:: Entries provided

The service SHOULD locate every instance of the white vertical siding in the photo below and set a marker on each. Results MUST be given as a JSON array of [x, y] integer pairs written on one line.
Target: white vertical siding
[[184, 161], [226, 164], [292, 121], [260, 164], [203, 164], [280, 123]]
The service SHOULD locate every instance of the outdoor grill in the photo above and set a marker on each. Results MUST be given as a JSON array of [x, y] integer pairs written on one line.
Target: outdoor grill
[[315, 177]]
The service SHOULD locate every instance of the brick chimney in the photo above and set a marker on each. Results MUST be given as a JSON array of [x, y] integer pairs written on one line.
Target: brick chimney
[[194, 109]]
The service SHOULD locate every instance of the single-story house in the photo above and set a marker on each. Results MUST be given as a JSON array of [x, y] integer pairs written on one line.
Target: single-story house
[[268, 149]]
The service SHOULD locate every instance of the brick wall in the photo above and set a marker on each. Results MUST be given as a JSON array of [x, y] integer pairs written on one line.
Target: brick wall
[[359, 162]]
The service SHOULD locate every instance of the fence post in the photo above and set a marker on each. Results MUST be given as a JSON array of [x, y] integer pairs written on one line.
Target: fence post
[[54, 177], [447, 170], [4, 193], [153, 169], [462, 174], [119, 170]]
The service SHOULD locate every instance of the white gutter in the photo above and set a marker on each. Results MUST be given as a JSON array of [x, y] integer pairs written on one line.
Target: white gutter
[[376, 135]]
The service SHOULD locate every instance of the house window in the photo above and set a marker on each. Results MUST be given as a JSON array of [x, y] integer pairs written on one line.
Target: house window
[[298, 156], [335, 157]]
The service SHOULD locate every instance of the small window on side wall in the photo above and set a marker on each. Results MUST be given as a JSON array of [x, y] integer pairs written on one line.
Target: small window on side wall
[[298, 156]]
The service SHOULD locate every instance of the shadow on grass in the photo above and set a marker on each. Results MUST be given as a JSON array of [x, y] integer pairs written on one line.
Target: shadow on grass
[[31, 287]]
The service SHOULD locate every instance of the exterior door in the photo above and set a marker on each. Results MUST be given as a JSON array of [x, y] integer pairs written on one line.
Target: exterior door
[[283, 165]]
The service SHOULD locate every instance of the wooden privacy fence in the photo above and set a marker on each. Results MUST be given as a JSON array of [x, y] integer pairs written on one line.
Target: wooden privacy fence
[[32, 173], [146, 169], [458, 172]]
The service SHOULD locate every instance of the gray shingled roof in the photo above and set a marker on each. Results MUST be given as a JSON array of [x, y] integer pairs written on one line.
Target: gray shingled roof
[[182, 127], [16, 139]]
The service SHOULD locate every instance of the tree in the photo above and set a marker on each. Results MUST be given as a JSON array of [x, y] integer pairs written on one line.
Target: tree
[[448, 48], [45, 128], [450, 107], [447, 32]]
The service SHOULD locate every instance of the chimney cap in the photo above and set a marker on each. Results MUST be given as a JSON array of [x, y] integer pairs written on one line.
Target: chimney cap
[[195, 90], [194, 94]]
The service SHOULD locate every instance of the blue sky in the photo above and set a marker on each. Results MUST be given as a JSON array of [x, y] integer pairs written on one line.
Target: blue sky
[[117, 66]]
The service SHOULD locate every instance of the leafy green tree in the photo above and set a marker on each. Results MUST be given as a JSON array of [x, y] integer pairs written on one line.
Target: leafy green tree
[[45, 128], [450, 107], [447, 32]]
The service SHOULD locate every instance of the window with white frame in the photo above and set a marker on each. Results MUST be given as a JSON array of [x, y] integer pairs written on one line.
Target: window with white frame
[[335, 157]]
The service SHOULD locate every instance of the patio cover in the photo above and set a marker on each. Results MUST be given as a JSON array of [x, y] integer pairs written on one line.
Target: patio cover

::::

# What needs to be done:
Could you transcribe the records in full, exactly?

# Result of this task:
The service SHOULD locate every instance of the white vertical siding in the photo below and set a marker on each. Results MUST be given as a JSON array of [x, y] integer pairs written on one line.
Target: white vertical siding
[[184, 161], [226, 164], [292, 121], [260, 164], [203, 164], [280, 123]]
The service SHOULD locate every instance of the outdoor grill in the photo above and set a marker on each. Results MUST be given as a JSON array of [x, y] integer pairs written on one line.
Target: outdoor grill
[[315, 177]]
The service SHOULD locate every instance of the brick chimney in the photo above and set a marker on each. Results MUST be given as a JSON array of [x, y] integer pairs written on one line.
Target: brick chimney
[[194, 109]]
The service SHOULD locate every instance of the single-story house in the photo above and set a marker on each. Results MUST be given as a JSON array of [x, y] integer pairs written on one line.
Target: single-story house
[[268, 149]]
The service SHOULD locate every instance of the brick wall in the photo above and set a marker on each. Results MUST be given as a JSON array of [x, y] integer pairs written on one line.
Target: brick wall
[[359, 162]]
The service SHOULD locate every instance of the fence post in the photo above and set a marker on each. Results MUST be given as a JSON array of [x, y] integer pairs written on one line.
Target: fence post
[[54, 177], [447, 170], [4, 193], [153, 169], [462, 174], [119, 170]]
The service SHOULD locate every instance of the white gutter in the photo above and set a marker on each. Results MUST be given as a JSON array of [x, y] integer pairs written on one line.
Target: white gutter
[[376, 135]]
The service SHOULD locate every instance of the house window in the photo above and set a marker on each. Results MUST be given as a JSON array of [x, y] integer pairs written on one line.
Target: house window
[[298, 156], [335, 157]]
The service SHOULD locate every instance of the small window on side wall in the photo above and set a marker on each. Results MUST be given as a JSON array of [x, y] integer pairs written on one line.
Target: small window on side wall
[[298, 156]]
The service SHOULD locate every instance of the shadow on grass in the photo above and set a marker on each. Results MUST be given as a JSON array of [x, y] integer pairs written on one line.
Target: shadow on grass
[[31, 287]]
The service SHOULD locate every instance of the exterior door in the photo above and set a marker on each. Results MUST be given as a JSON array of [x, y] integer pairs written on one line.
Target: exterior door
[[283, 165]]
The service SHOULD locate every instance of the wooden privacy fence in the photo above and set a marker on each. Results MUST be given as a JSON array of [x, y] integer pairs written on one line.
Target: wooden privacy fence
[[32, 173], [146, 169], [458, 172]]
The service SHOULD locate every instance of the gray shingled roof in the photo above and set a marker on each. Results MUST be given as a JSON array of [x, y] integer pairs written on one line.
Target: gray shingled roof
[[182, 127], [16, 139]]
The service SHOULD locate every instance of the tree in the photo above and set a marker on each. Results MUST be given as a JSON array of [x, y] integer pairs written on one line.
Target: tree
[[448, 48], [45, 128], [450, 107], [447, 32]]
The service SHOULD locate every instance of the chimney cap in the photo above and set a marker on each. Results MUST be given as a JSON array of [x, y] integer pairs written on one line.
Target: chimney cap
[[195, 90], [194, 94]]
The service SHOULD locate every instance of the blue sky in the photo above and set a marker on each. Results MUST be given as a JSON array of [x, y] integer pairs written on one line.
Target: blue sky
[[117, 66]]
The service SHOULD locate every instance of the leafy green tree in the photo above and set a marker on each. Results MUST be given as a JSON array of [x, y] integer pairs written on one line.
Target: leafy green tree
[[45, 128], [450, 107], [447, 32]]
The service SHOULD locate every instance of the window with white frame in the photo above and set a marker on each. Results MUST be given as a JSON array of [x, y] integer pairs written on one line.
Target: window with white frame
[[335, 157]]
The service SHOULD locate every instance of the patio cover in the photo above and set a marker on each. Results MUST be given as a JSON array of [x, y] integer pairs written on one line.
Target: patio cover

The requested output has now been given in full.